WHAT YOU ARE ASKED TO DO
Copy the records below word for word, without changing anything.

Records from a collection
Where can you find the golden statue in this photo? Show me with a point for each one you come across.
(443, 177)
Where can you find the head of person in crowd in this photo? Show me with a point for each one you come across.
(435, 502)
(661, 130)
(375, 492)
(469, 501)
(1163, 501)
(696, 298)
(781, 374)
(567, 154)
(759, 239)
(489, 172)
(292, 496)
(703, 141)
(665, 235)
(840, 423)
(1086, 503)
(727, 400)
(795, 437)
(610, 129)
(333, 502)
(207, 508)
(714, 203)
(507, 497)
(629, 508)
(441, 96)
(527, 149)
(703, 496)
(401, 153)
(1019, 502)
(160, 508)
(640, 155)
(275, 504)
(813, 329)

WRITTEN REPLY
Where can you find the golden statue in this photo? Show me with a point for each one you come across.
(443, 177)
Where can you find the head of person in crowd in this photo? Show me with a point for each one you come across.
(435, 502)
(661, 130)
(375, 492)
(469, 501)
(1163, 501)
(696, 298)
(781, 374)
(567, 154)
(759, 239)
(489, 172)
(292, 496)
(703, 141)
(665, 235)
(840, 423)
(1086, 503)
(727, 400)
(795, 437)
(610, 129)
(333, 502)
(207, 508)
(714, 203)
(507, 497)
(629, 508)
(441, 96)
(527, 149)
(703, 496)
(401, 153)
(1019, 502)
(160, 508)
(640, 155)
(275, 504)
(813, 329)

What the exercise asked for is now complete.